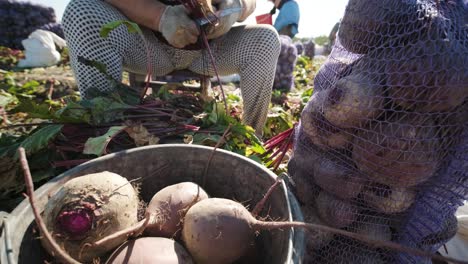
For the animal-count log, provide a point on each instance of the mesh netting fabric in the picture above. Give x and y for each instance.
(250, 51)
(382, 145)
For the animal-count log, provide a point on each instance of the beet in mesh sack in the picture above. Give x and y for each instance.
(382, 145)
(284, 75)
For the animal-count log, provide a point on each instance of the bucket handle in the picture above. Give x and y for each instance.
(4, 228)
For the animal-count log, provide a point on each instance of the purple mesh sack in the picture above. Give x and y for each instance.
(382, 145)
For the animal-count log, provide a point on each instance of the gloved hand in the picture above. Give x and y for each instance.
(225, 23)
(177, 28)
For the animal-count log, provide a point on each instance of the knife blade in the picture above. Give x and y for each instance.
(211, 18)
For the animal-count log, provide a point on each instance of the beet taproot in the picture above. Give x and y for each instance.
(88, 208)
(150, 250)
(402, 151)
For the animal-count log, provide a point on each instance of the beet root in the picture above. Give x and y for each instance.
(218, 230)
(88, 208)
(169, 205)
(150, 250)
(318, 129)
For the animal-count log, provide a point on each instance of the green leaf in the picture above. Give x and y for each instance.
(101, 67)
(34, 109)
(98, 145)
(74, 112)
(131, 27)
(40, 139)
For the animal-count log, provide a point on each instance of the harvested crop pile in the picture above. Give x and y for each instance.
(383, 139)
(284, 77)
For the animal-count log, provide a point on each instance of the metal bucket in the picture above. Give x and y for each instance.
(229, 175)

## [What the task requires]
Repeat the entries exactly as they are given, leaving out each image.

## [Response to the task]
For the animal-count log, provide a point on each instance of the mesh netting fabric in the picture above. Give x and y for each instance.
(250, 51)
(382, 145)
For the animal-count log, provide a point on each instance of the beet in mesh sack in the picture above. Give x and y for each instance.
(382, 145)
(284, 75)
For the animal-count log, provide a point on each instance of the bucket handle in the picture above. Give x and y for each instance.
(4, 228)
For the animal-count log, provide a point on each instance of the purple mesh sack in the picture above. Give x and y for each instance.
(382, 145)
For the animal-count log, provide a point on each instance of the gloved hand in the picture above. Give x and y for each instance.
(225, 23)
(177, 28)
For the animal-count log, provide a point on each instance of the knife blade in the picture above. Give x and y for each instance.
(211, 18)
For the animal-count log, provide a point on each instance of the beet taproot in the picture above. Give x and y for each instance.
(88, 208)
(150, 250)
(402, 151)
For the animal-count log, provide a point on each instance of the beet root in the picture above. Give x and y for each instance.
(218, 230)
(88, 208)
(169, 205)
(150, 250)
(318, 129)
For the animal-count log, provide a point on each instance of the green leaf in the picture above. Give x and y for each instance.
(101, 67)
(34, 109)
(98, 145)
(74, 112)
(131, 27)
(40, 139)
For the animal-count log, provide a point on each instance of the harvested crop pile in the picture above. Give x and y for each instance.
(383, 139)
(284, 77)
For the animal-count log, provide a point on each instance of the metal bucket in the picture above. Give x and y for each instance.
(229, 175)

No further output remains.